----- DATASET ENTRIES
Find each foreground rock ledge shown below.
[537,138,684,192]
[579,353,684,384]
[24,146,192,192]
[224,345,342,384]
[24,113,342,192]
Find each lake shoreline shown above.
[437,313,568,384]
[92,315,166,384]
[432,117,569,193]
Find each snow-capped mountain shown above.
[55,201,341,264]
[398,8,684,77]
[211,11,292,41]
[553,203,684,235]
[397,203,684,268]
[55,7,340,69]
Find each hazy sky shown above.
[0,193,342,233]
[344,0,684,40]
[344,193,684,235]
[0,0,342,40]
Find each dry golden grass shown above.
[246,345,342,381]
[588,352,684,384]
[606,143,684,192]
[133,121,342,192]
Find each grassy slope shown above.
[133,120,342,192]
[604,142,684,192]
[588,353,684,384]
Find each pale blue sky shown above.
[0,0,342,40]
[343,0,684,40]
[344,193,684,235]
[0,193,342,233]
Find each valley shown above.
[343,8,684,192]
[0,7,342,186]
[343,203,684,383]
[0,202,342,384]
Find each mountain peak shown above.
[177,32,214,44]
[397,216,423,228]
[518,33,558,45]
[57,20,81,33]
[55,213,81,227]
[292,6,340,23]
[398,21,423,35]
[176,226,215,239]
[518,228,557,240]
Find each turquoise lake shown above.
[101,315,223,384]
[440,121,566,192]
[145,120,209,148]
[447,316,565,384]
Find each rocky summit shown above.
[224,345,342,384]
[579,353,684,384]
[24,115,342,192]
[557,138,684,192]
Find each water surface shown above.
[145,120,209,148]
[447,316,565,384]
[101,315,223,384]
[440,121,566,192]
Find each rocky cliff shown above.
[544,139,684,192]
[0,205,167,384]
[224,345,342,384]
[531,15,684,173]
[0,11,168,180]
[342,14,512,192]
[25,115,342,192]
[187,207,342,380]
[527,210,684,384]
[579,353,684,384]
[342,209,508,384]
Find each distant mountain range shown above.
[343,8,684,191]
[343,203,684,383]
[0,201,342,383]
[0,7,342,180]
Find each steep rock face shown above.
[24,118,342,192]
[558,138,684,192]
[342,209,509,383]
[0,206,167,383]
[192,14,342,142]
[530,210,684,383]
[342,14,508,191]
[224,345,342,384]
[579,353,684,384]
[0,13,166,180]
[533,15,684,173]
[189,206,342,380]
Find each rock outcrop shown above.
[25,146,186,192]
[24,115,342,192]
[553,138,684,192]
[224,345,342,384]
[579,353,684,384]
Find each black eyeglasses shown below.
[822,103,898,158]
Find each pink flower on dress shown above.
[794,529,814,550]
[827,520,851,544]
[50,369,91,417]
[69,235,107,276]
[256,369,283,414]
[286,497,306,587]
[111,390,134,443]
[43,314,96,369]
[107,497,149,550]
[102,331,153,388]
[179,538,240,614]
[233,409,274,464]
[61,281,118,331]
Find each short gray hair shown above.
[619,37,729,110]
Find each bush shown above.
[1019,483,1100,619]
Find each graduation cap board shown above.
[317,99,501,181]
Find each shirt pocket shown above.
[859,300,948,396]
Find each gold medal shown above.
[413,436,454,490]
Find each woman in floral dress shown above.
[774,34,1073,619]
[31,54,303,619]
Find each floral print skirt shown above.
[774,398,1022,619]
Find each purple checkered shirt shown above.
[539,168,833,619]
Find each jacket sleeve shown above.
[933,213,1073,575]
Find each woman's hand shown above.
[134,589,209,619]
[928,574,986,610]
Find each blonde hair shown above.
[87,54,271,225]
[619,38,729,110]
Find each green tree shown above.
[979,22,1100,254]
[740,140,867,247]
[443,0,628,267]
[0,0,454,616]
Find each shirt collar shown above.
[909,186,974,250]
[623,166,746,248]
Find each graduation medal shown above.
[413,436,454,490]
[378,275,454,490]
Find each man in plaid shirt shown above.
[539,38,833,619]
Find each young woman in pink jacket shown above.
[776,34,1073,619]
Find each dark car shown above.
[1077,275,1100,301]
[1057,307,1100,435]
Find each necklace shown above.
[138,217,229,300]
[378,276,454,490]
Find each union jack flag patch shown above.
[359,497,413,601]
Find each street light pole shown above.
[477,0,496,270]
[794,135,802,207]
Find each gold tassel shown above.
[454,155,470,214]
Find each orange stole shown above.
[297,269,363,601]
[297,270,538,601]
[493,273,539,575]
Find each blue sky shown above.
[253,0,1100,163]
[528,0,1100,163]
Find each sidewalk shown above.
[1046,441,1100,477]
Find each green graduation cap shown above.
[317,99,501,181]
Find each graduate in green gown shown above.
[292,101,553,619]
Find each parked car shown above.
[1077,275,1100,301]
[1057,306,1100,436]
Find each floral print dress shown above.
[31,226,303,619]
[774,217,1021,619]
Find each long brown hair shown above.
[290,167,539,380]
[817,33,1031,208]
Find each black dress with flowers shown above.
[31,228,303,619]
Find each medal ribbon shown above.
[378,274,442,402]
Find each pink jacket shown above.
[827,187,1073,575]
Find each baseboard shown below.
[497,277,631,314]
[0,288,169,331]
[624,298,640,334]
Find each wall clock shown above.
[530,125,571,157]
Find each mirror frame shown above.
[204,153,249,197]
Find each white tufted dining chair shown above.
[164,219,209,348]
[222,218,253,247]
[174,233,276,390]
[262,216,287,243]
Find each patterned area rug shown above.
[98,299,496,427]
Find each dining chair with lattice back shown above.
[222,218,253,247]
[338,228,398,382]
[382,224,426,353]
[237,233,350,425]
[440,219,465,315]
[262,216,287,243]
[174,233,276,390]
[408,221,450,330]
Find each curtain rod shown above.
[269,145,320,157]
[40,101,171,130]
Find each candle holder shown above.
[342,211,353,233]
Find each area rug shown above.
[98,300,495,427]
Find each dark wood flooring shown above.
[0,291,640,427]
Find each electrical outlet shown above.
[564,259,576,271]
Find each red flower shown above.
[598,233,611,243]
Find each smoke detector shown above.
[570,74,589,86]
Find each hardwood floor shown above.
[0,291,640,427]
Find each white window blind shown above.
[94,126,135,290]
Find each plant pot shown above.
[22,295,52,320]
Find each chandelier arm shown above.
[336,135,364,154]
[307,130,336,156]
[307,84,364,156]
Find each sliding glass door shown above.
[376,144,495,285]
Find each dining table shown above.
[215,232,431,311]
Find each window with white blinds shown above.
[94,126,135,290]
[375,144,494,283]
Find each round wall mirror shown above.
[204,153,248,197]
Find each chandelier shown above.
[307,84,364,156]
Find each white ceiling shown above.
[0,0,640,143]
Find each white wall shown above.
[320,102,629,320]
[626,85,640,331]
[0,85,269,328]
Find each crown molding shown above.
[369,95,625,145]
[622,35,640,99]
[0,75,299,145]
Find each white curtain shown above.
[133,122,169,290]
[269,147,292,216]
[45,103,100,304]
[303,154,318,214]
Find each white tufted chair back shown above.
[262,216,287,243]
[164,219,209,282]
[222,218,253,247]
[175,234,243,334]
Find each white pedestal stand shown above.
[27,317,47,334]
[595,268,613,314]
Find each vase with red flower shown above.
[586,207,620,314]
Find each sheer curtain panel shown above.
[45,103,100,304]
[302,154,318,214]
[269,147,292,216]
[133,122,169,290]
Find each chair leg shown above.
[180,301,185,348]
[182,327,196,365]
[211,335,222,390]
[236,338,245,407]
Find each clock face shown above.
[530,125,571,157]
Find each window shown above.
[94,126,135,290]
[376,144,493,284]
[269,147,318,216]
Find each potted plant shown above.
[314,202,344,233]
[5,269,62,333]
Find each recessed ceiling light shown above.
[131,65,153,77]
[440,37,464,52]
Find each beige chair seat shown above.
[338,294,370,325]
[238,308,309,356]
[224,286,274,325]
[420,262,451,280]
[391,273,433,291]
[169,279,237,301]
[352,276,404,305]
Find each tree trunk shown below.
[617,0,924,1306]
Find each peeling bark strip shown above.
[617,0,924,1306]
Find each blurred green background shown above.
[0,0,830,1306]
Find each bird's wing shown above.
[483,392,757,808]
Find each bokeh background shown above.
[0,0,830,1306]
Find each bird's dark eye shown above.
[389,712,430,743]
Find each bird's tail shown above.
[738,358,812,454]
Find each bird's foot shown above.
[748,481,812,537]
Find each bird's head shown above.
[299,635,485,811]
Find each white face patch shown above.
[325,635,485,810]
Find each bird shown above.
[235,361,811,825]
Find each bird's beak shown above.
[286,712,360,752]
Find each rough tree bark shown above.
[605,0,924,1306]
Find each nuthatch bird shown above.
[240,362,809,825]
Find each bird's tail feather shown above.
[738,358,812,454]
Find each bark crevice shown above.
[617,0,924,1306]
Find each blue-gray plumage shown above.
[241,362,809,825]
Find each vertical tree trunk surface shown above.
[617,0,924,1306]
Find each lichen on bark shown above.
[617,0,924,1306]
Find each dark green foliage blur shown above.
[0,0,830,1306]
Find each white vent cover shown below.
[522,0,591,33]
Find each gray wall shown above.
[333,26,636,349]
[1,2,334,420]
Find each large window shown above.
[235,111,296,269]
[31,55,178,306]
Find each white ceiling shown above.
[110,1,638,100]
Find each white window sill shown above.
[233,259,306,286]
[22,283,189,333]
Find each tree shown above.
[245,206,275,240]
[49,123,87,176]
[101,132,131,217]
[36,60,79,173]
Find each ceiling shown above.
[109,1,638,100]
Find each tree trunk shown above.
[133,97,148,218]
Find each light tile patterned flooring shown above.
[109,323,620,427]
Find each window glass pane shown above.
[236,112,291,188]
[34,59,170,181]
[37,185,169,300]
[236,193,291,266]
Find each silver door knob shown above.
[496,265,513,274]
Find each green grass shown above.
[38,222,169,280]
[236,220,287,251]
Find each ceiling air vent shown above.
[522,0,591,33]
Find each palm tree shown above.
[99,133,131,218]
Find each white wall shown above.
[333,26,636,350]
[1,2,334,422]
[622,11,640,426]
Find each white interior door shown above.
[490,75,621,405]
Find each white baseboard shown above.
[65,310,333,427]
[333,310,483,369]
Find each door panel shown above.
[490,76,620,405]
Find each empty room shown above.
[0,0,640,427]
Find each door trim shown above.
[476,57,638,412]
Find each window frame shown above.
----------
### DIRECTION:
Output the stretch of the data above from the line containing "Find each black dress" through the line containing "[204,153,249,197]" as a JSON list of strings, one string per line, skipping any blank lines.

### THE ANSWER:
[
  "Find each black dress with flowers shown above.",
  "[31,228,303,619]",
  "Find each medal ribbon shown above.",
  "[378,274,442,402]",
  "Find each pink jacket shown above.",
  "[827,187,1073,575]",
  "Find each baseboard shown below.",
  "[497,277,631,314]",
  "[0,288,169,331]",
  "[624,298,640,334]",
  "Find each wall clock shown above.",
  "[530,125,571,157]",
  "Find each mirror frame shown above.",
  "[204,153,249,197]"
]